-- What this exercise asks --
**a)** Retype the article on brands pausing Twitter ads, word for word, everything from "Many executives on" down to "Twitter. (read more)".
**b)** Answer these from the article on brands pausing Twitter ads:
(i) Who is the General Mills spokeswoman who confirmed the pause?
(ii) When did General Motors Co. pause its spending on the platform?
(iii) Who was Twitter's vice president of global client solutions among the departed executives?

-- Source extract --
In the prediction section of the recent Twitter discussion {Go Deep} CTH mentioned the reason and unspoken motive behind a prediction that multinational corporations would start to pull their advertising money from Elon Musk.
We are simply in an era where there is no distinction between the WEF guidance for multinational corporations and the instructions toward governments’ they support. Free speech and freedom of expression are against both their interests.
Multinational corporations are political entities. The former distinctions between the private and public sector have been purposefully erased. Evidence can be found in the vaccination mandate and within corporate responses to voter outcomes during elections. {Go Deep}
As predicted, it begins….
(Via Wall Street Journal) – Food company General Mills Inc., Oreo maker Mondelez International Inc., Pfizer Inc. and Volkswagen/Audi are among a growing list of brands that have temporarily paused their Twitter advertising in the wake of the takeover of the company by Elon Musk, according to people familiar with the matter.
Some advertisers are concerned that Mr. Musk could scale back content moderation, which they worry would lead to an increase in objectionable content on the platform. Others are temporarily halting their ads because of the uncertainty at the company as top executives exit and Mr. Musk considers a raft of changes, some of the people said.
Kelsey Roemhildt, a spokeswoman for General Mills, whose brands include Cheerios, Bisquick and Häagen-Dazs, confirmed the company has paused Twitter ads. “As always, we will continue to monitor this new direction and evaluate our marketing spend,” she said.
A Twitter representative didn’t immediately respond to a request for comment.
General Motors Co. paused its spending on the social-media platform last week.
Several ad buyers say they expect the number of brands pausing Twitter ads to rise. They say that the platform isn’t considered a must-buy for many advertisers, with far larger budgets going to tech giants such as Alphabet Inc.’s Google and Meta Platforms Inc., and that pausing makes sense during the bumpy transition under Mr. Musk.
Many executives on Madison Avenue are uneasy with the rash of sudden executive departures from Twitter’s advertising sales and marketing units. Among those who have exited are Chief Customer Officer Sarah Personette, Chief Marketing Officer Leslie Berland, and Jean-Philippe Maheu, Twitter’s vice president of global client solutions. Those executives helped reassure advertisers that their ad dollars were being spent wisely and appropriately on Twitter. (read more)

-- Data segment --
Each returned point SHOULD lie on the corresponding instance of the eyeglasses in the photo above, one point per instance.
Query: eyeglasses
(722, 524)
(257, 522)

-- Responses to the tasks --
**a)**
Many executives on Madison Avenue are uneasy with the rash of sudden executive departures from Twitter’s advertising sales and marketing units. Among those who have exited are Chief Customer Officer Sarah Personette, Chief Marketing Officer Leslie Berland, and Jean-Philippe Maheu, Twitter’s vice president of global client solutions. Those executives helped reassure advertisers that their ad dollars were being spent wisely and appropriately on Twitter. (read more)

**b)**
(i) Kelsey Roemhildt
(ii) Last week
(iii) Jean-Philippe Maheu